◆ **Lines of data**
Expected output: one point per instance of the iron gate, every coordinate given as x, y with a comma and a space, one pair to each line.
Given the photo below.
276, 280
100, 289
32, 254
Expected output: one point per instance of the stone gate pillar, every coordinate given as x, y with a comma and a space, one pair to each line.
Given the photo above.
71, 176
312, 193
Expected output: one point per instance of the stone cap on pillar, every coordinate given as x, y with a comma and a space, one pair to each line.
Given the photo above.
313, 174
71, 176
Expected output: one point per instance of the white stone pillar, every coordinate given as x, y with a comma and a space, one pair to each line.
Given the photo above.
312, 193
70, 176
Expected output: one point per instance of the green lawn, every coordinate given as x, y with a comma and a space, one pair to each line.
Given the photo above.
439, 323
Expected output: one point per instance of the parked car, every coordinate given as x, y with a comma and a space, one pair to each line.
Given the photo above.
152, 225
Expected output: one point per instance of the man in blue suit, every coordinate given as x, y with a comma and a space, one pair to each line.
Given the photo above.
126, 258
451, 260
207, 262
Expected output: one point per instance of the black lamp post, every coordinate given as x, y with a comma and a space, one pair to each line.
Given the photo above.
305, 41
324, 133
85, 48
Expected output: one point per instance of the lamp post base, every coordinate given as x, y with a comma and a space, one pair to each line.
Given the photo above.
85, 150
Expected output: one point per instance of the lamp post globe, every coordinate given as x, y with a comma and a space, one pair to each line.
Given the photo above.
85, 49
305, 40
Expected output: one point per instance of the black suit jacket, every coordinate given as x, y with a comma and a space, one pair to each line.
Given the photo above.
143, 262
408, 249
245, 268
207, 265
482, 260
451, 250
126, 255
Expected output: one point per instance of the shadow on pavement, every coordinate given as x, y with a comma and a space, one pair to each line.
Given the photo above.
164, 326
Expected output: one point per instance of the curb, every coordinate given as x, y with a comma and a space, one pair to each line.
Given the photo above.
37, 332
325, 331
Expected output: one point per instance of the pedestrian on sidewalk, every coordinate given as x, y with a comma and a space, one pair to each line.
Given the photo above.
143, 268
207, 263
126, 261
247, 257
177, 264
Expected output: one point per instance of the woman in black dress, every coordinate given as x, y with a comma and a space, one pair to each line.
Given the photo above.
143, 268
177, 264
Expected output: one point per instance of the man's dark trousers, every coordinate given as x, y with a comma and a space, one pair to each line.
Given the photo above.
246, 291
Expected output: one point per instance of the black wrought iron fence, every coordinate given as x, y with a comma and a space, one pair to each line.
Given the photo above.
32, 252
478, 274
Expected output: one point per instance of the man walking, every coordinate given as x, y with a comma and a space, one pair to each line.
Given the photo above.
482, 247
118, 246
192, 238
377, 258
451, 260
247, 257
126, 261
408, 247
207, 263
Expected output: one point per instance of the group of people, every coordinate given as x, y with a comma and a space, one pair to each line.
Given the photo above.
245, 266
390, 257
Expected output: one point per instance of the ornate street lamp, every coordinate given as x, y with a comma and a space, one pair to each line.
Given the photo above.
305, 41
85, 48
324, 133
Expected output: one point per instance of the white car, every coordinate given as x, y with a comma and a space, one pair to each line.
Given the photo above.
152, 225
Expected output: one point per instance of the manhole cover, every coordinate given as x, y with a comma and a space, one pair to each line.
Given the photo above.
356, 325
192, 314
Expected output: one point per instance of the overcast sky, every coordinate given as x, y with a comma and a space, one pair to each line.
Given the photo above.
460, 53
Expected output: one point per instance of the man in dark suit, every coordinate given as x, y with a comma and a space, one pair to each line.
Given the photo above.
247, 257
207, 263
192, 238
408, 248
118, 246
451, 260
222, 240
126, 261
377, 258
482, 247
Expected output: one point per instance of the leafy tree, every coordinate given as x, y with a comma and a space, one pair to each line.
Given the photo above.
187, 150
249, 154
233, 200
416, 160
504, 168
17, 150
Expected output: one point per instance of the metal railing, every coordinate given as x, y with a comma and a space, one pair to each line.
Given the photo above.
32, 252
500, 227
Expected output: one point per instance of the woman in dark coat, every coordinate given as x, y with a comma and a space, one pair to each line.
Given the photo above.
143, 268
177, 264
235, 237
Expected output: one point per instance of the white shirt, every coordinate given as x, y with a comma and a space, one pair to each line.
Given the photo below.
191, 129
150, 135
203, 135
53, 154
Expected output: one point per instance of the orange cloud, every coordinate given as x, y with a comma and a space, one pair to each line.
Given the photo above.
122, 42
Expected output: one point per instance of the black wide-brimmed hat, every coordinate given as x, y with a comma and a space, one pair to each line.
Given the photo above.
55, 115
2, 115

◆ **Task directions**
Every record shown above must be echoed exactly.

◆ **Result for this exercise**
Expected output: one point per instance of the iron gate, every coordinate given as x, y with a comma and a space, one pair to each line.
Given the photo below.
276, 280
100, 289
32, 254
Expected output: one point per instance of the stone gate pillar, every coordinate given as x, y with a comma and a space, one pair to each line.
Given the photo above.
71, 176
312, 193
Expected output: one point per instance of the stone cap on pillar, every coordinate given as x, y with a comma and a space, one pair to each line.
Given the photo above.
313, 174
71, 176
Expected output: one point per instance of the white stone pillar, every coordinate given as x, y with a comma and a space, one pair to each line.
Given the photo above.
312, 193
70, 176
Expected output: one point per instance of the green lawn, every coordinate given as x, y with a comma and a space, one pair to each line.
Given the photo above.
439, 323
Expected output: one point per instance of the parked car, every coordinate given as x, y with a comma and a space, one pair to each line.
Given the photo above.
152, 225
Expected output: one point per instance of the man in blue suit, every coordinate given as x, y with a comma and a space, one pair to each line.
Given the photo above.
126, 258
451, 260
207, 262
Expected output: one point per instance of the black lamp post, every coordinate given as x, y with a comma and a space, one pair to each line.
Given the photo above.
305, 41
324, 133
85, 48
Expected output: one point per instance of the lamp post base, every coordinate given as x, y with a comma and a space, one pair to each line.
Given the photo above.
85, 150
Expected output: one point per instance of the lamp post globe, every coordinate given as x, y with a comma and a space, one pair to each line.
Given the photo above.
85, 49
305, 40
Expected output: one point per instance of the black suit jacket, every coordinate given as x, y with a comma and a space, one pair to each line.
Given the photo above.
143, 262
408, 249
245, 268
207, 265
482, 260
451, 250
126, 255
Expected output: one point per instance of the shadow on pavement, every coordinate given as x, y with a comma and a space, one pair to each line.
Given the photo above.
164, 326
Expected output: one point per instance of the curb, every coordinate given as x, y with a comma and a space, one pair to each line.
Given the photo above.
37, 332
325, 331
Expected output: one point per instance of the pedestrian on sidewalk, every coordinate given as x, y with a comma and a space, one pair to each line.
Given the photo above.
143, 268
207, 263
126, 261
247, 257
177, 264
Expected output: one point per instance of the woman in black dress, every coordinate given as x, y with a comma and a space, one pair to each line.
Given the photo above.
143, 268
177, 264
Expected output: one point per instance of the man's dark trousers, every coordinate given as x, y with a comma and a space, one pair to each line.
Given the photo above.
246, 291
Expected output: one point per instance of the black wrought iron fence, every coordinate given as x, y with a comma and a space, one pair to each line.
Given the photo above.
32, 252
478, 274
Expected output: one point per instance of the man walking, every coordinate given as x, y with a comma and a space, one pair to each line.
Given the photo above.
482, 247
118, 246
192, 238
377, 258
451, 260
247, 257
126, 261
408, 247
207, 263
Expected output: one point per instance of the group of people, every coordinate given as x, y with a comma and a space, one pair to each line.
Given the photo above.
245, 266
390, 257
Expected output: one point per instance of the ornate street lamp, every coordinate given as x, y with a comma and a space, one pair to each line.
Given the photo above.
305, 41
85, 48
324, 133
Expected output: one point per instance of the white car, every coordinate given as x, y with a comma and a space, one pair to each line.
Given the photo above.
152, 225
Expected output: one point per instance of the manhole cover, every coordinate given as x, y with a comma and a space, one pair to each line.
Given the photo above.
356, 325
192, 314
Expected output: one point per instance of the overcast sky, every coordinate given as x, y with a comma and a space, one pair to each line.
Given the photo above.
460, 53
Expected output: one point per instance of the man in dark suit, every coordinate given as x, y with a comma and a space, one pair to each line.
Given the photo above.
247, 257
207, 263
192, 238
408, 248
118, 246
451, 260
222, 240
126, 261
377, 258
482, 247
Expected output: one point per instance of the leafy tree, every coordinate given as x, y with a comma and a space, one pair to each line.
Given the photo above.
187, 150
249, 154
233, 200
416, 160
504, 168
17, 150
Expected output: one point per instance of the metal railing, every coordinate given as x, y with a comma and a space, one pair to each line.
Given the photo above.
32, 252
500, 227
Expected output: one point per instance of the woman in dark coat, every coordinate given as x, y with a comma and a space, one pair to each line.
Given the photo above.
143, 268
177, 264
235, 237
Expected output: one point per instance of the white shirt, every coordinate given as x, y with a comma and a space, one pair to each line.
Given the photo below.
191, 129
150, 135
203, 135
53, 154
Expected output: one point per instance of the orange cloud, every coordinate given as x, y with a comma and a space, one pair to each line.
Given the photo above.
122, 42
Expected output: one point per instance of the black wide-brimmed hat, every coordinate given as x, y with a comma and a space, one pair to each line.
Given the photo above.
55, 115
2, 115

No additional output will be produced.